EXCERPTED PASSAGE -

────────────────────

Jonathan H. Earle is an author, historian, professor, and dean. He is an historian of American politics and culture who focuses on the early republic and antebellum periods, especially the antislavery movement and the sectional crisis leading up to the Civil War. Currently Earle serves as Dean of the Roger Hadfield Ogden Honors College at Louisiana State University, a post he has held since 2014.

Early life and education 
A native of suburban Washington, D.C., Earle is a specialist in the history of the antebellum United States.  Earle was educated at Columbia (BA History) and Princeton (MA, Ph.D U.S. History) Universities.

Career 
Earle entered the University of Kansas in 1997, where he taught as a longtime faculty member in the Department of History. During his time at Kansas he served as the Associate Director of the Robert J. Dole Institute of Politics between 2003–2010. In 2013, Earle was named director of the University Honors Program at Kansas, where he served until 2014. Since 2014 Earle has been Dean of the LSU Roger Hadfield Ogden Honors College. Under his leadership, the Ogden Honors College received a $12 million naming gift from New Orleans philanthropist Roger Ogden, fully renovated the French House — the historic building at the center of LSU's campus which houses the College's classroom, advising, staff, and co-curricular spaces — and, in partnership with LSU's provost and president, greatly increased the university's financial and academic commitment to honors education.

He is the author of numerous books and articles including Jacksonian Antislavery and the Politics of Free Soil (UNC Press, 2004), John Brown's Raid: A Brief History With Documents (Bedford/St. Martin's Press, 2008), The Routledge Atlas of African American History (Routledge, 2000), and co-author of Major Problems in the Early American Republic (Cengage, 2007).  Earle is the recipient of the Society of Historians of the Early American Republic's 2005 Broussard prize and co-winner of the Byron Caldwell Smith Book Prize. In 2013, the University Press of Kansas published his edited collection Bleeding Kansas, Bleeding Missouri: The Long Civil War on the Border, which was named a Notable Book by the Kansas State Library.

In the Spring semester of 2017 Earle co-taught an Honors seminar course at LSU titled "272 Slaves: Discovering Louisiana's (And Georgetown's) Past" with Jennifer Cramer, director of the T. Harry Williams Center for Oral History with the LSU library. The course covered the complex history of slavery in the United States, with a special focus on the Louisiana descendants of a group of 272 slaves sold in 1838 by the Jesuit Maryland Province. A parallel course was taught at Georgetown University, granting students from both universities the opportunity to discuss shared readings over Skype. The course gained prominent local and national coverage.

Earle is currently working on a book on the election of 1860 for the Pivotal Moments in U.S. History Series published by Oxford University Press.

────────────────────

COLLECTED MATERIAL -
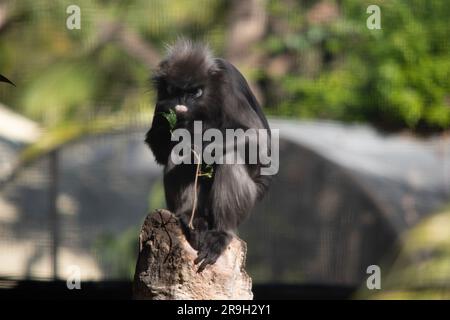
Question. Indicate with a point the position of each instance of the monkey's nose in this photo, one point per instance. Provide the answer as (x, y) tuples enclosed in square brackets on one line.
[(180, 108)]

────────────────────

WHAT YOU SHOULD DO -
In the biography of Jonathan H. Earle, what was the size of the naming gift the Ogden Honors College received?

FINISHED ANSWER -
$12 million